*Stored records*
============
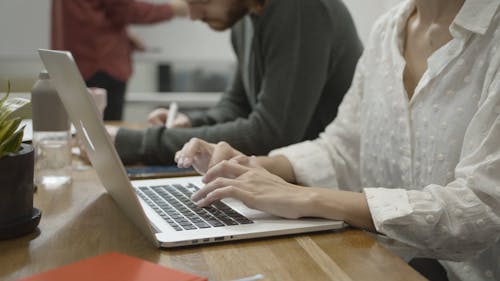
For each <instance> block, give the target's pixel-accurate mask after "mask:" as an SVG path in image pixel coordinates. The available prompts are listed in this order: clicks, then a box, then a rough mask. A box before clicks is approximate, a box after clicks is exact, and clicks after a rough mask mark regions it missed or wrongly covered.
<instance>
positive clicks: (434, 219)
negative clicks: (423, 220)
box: [425, 215, 435, 224]
mask: <svg viewBox="0 0 500 281" xmlns="http://www.w3.org/2000/svg"><path fill="white" fill-rule="evenodd" d="M425 220H426V221H427V223H429V224H433V223H434V221H435V219H434V216H433V215H427V216H425Z"/></svg>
============
*WORK INSTRUCTIONS*
Format the lines of the records above as a Markdown table with two columns, Row and Line, numbering each row and skipping blank lines. Leave the pictures out of the answer.

*RESPONSE TO THIS TASK*
| Row | Line |
|---|---|
| 1 | For each <instance> block, give the target's pixel-accurate mask after "mask:" as an SVG path in image pixel coordinates. The available prompts are listed in this order: clicks, then a box, then a rough mask. A box before clicks is approximate, a box after clicks is exact, and clicks after a rough mask mark regions it missed or wrongly covered. |
| 2 | <instance> |
| 3 | positive clicks: (434, 219) |
| 4 | negative clicks: (423, 220) |
| 5 | box: [425, 215, 435, 224] |
| 6 | mask: <svg viewBox="0 0 500 281" xmlns="http://www.w3.org/2000/svg"><path fill="white" fill-rule="evenodd" d="M425 220H426V221H427V223H429V224H433V223H434V221H435V219H434V216H433V215H427V216H425Z"/></svg> |